● 节选段落:
★ ★ ★ ★ ★
本申请的说明书和权利要求书及上述附图中的术语“第一”、“第二”等是用于区别类似的对象,而不必用于描述特定的顺序或先后次序。应该理解这样使用的术语在适当情况下可以互换,这仅仅是描述本申请的实施例中对相同属性的对象在描述时所采用的区分方式。此外,术语“包括”和“具有”并他们的任何变形,意图在于覆盖不排他的包含,以便包含一系列单元的过程、方法、系统、产品或设备不必限于那些单元,而是可包括没有清楚地列出的或对于这些过程、方法、产品或设备固有的其它单元。
随着技术的飞速发展,云服务系统的规模越来越大。云服务系统通常包含多个工作节点和管理节点,其中,每个工作节点上部署有多个云实例,管理节点可对所有云实例进行集中管理。
为了便于说明,以云实例为容器(docker)进行介绍。目前,云服务系统以kubernetes作为容器的管理标准,可对容器实现编排部署、灰度升降级、自动扩缩容等功能。在自动伸缩功能中,kubernetes可支持两种自动两种自动伸缩方法,分别为VPA和HPA。如图1所示(图1为VPA的一个示意图),在VPA中,管理节点可基于某个工作节点中pod的资源占用率计算出pod的资源配额推荐值,并发送至该工作节点。当该工作节点创建pod时,可基于该推荐值为pod设置新的资源配额,例如,增大pod的资源配额(也就是增大分配给pod的资源量,即对pod进行扩容)或减小pod的资源配额(也就是减小分配pod的资源量,即对pod进行缩容)。
前述过程中,由于修改pod的资源配额的时间点,只能在创建pod的时候。当需要修改某个pod的资源配额时,工作节点只能先释放该pod,并在重新创建该pod时才能实现资源配额的修改,这样会导致该pod运行的业务中断。
为了解决上述问题,本申请实施例提供了一种云实例的扩缩容方法,该方法可应用于如图2所示的云服务系统中(图2为本申请实施例提供的云服务系统的一个结构示意图),该系统所适用的云场景包含公有云、私有云、混合云等场景,该系统包含管理节点和多个工作节点,管理节点用于集中管理这多个工作节点,下文将分别对管理节点和工作节点进行介绍:
管理节点,通常为单独的一台物理服务器(也可以称为网络设备)。管理节点内设置有多 个功能模块,分别为应用程序接口(application programming interface,API)、调度器(scheduler)、主控器(controller-manager)以及数据库(data base,DB)。其中,API可理解为云服务系统的接口,用户可通过API在工作节点上创建云实例。调度器可用于调度云实例到合适的节点上,调度器往往是可替换的组件,其形式可根据不同厂商的要求自行进行设置,此处不做限制。主控制器用于实现云服务系统中各个工作节点以及各个云实例的资源管理等功能。数据库用于存储云服务系统中的配置信息,例如,各个云实例的资源配额等等。
★ ★ ★ ★ ★
● 任务要求:
(1) 依据云实例扩缩容摘录作答:
(a) 在VPA中,管理节点依据什么计算pod的资源配额推荐值?
(b) 工作节点先释放某个pod、再重新创建它来修改资源配额,会导致什么后果?
(c) 管理节点中的数据库用于存储什么?
(2) 从云实例扩缩容摘录最后一句之后接着写,补全下一部分内容。
这些数据行与云实例扩缩容摘录并无关联。

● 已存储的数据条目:
★ ★ ★ ★ ★
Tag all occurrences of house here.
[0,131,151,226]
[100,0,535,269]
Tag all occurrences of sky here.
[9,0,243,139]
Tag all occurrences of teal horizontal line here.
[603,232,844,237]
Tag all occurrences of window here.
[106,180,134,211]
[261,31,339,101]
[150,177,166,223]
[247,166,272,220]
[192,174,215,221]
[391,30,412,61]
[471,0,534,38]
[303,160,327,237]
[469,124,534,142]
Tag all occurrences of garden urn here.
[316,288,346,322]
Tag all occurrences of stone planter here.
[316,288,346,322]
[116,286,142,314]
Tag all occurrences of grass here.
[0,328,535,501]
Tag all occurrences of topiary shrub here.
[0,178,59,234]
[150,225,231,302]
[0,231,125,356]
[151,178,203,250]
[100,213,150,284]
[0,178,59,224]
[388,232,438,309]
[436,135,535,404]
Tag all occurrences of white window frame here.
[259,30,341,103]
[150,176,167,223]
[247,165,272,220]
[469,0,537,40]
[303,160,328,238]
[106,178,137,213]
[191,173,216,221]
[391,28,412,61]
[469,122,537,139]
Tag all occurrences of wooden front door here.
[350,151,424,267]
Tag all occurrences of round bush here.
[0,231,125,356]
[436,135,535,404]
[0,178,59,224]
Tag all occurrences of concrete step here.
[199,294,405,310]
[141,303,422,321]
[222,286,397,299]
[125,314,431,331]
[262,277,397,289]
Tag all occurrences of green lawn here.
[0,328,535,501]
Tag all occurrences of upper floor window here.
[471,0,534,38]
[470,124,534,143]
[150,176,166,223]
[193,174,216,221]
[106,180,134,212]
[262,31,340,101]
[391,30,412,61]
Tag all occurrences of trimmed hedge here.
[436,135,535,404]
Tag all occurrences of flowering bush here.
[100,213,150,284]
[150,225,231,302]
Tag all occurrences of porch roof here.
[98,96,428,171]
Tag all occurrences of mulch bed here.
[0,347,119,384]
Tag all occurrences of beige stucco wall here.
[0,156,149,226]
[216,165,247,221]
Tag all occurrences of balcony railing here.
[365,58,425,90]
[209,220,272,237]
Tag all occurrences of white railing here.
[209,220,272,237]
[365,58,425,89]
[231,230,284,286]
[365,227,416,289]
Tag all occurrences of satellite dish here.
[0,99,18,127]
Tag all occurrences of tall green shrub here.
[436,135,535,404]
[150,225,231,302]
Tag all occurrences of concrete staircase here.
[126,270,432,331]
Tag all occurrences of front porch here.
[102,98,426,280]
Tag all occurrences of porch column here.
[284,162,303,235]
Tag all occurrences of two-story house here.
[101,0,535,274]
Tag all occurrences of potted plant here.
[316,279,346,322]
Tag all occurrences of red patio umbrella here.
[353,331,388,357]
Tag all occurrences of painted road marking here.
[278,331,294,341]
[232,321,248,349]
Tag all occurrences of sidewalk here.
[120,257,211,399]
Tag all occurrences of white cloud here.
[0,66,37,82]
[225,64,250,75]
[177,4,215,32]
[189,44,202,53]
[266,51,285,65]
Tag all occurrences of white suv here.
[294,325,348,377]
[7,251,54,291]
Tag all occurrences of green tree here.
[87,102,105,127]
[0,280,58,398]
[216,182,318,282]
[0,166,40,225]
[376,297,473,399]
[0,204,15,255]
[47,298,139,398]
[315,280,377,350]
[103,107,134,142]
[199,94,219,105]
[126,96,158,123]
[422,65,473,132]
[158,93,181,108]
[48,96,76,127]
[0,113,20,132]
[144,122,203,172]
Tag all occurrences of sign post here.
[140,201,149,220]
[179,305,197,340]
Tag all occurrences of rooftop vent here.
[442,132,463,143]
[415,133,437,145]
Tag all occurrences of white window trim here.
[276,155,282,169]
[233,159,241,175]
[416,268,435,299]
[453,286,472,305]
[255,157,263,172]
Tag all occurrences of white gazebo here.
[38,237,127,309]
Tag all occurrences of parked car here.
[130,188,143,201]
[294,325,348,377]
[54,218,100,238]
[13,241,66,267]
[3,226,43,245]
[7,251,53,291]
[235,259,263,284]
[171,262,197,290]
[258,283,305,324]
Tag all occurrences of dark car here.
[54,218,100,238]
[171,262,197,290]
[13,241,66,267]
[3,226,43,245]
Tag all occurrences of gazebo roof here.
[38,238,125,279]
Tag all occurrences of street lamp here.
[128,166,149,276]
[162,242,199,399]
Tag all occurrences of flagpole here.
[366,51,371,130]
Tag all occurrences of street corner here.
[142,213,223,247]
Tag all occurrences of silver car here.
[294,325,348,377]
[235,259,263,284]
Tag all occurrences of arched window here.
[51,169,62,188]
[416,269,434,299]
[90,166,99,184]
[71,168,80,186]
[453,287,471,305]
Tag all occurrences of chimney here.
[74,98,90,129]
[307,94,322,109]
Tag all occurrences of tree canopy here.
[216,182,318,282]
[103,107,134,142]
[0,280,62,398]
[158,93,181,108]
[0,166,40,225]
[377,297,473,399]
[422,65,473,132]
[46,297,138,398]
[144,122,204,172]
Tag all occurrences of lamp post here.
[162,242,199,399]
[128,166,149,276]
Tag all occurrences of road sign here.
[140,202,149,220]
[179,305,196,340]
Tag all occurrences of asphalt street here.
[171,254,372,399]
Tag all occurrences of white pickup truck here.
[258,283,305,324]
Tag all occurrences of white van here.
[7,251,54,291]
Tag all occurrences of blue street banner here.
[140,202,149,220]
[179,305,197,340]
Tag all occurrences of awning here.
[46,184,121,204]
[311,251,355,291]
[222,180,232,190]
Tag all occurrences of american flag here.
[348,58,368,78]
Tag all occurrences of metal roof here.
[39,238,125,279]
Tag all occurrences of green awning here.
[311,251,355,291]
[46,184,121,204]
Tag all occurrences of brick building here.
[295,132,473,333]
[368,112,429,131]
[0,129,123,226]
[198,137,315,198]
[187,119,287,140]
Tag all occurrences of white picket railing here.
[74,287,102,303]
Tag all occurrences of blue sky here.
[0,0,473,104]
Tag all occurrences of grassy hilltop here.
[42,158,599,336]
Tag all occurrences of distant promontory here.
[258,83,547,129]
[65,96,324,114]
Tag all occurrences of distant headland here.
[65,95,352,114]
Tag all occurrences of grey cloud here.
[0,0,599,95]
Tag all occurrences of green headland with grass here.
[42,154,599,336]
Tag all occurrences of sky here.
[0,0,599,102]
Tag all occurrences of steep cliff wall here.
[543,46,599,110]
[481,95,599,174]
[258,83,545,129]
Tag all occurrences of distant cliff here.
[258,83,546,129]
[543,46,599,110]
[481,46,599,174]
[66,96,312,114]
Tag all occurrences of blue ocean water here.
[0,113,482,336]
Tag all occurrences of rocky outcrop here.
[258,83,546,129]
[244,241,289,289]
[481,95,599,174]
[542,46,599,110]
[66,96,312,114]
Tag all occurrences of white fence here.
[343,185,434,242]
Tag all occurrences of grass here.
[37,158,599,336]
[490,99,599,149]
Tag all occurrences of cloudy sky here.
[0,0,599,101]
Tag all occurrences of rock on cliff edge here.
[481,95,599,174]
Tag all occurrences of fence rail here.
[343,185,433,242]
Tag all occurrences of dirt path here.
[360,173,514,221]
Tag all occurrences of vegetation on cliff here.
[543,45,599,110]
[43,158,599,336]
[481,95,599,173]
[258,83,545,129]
★ ★ ★ ★ ★
● 作答结果:
(1)
(a) 依据某个工作节点中pod的资源占用率。
(b) 会导致该pod运行的业务中断。
(c) 用于存储云服务系统中的配置信息,例如各个云实例的资源配额。

(2)
工作节点,通常也为单独的一台物理服务器。基于虚拟化技术,工作节点的操作系统(operating system)之上可部署有节点代理(kubelet)以及多个云实例。其中,操作系统用于实现工作节点的硬件资源管理。节点代理作为工作节点上的代理进程,用于管理工作节点上的所有云实例,包括生命周期的管理,资源配置等等。云实例可通过多种形式呈现,例如,一个云实例可以为一个虚拟机(virtual machine,VM),又如,一个云实例可以为一个容器(docker)。再如,一个云实例可以为一组虚拟机。还如,一个云实例可以为一组容器(也可以称为一个pod)等等。可以理解的是,工作节点自身包含一定的硬件资源(计算资源、存储资源和网络资源等等),节点代理可为每个云实例设置一个资源配额,每个云实例的资源配额即为分配至该云实例的资源量(包含计算资源量、存储资源量和网络资源量等等),且节点代理可管理和调整所有云实例的资源配额。
需要说明的是,如图3所示(图3为本申请实施例提供的云服务系统的另一结构示意图),对于某个工作节点而言,该工作节点的节点代理设置有伸缩接口(scaleAPI)供该工作节点的云实例调用,且在该工作节点的节点代理和该工作节点的云实例之间构建了双向通道,故二者可实现相互通信。具体地,该工作节点的云实例可自行根据自身的状态信息判断是否需要进行扩缩容,在确定需要进行扩缩容后,向该工作节点的节点代理发起自动伸缩请求,以使得该工作节点的节点代理基于该请求对该工作节点的云实例进行扩缩容。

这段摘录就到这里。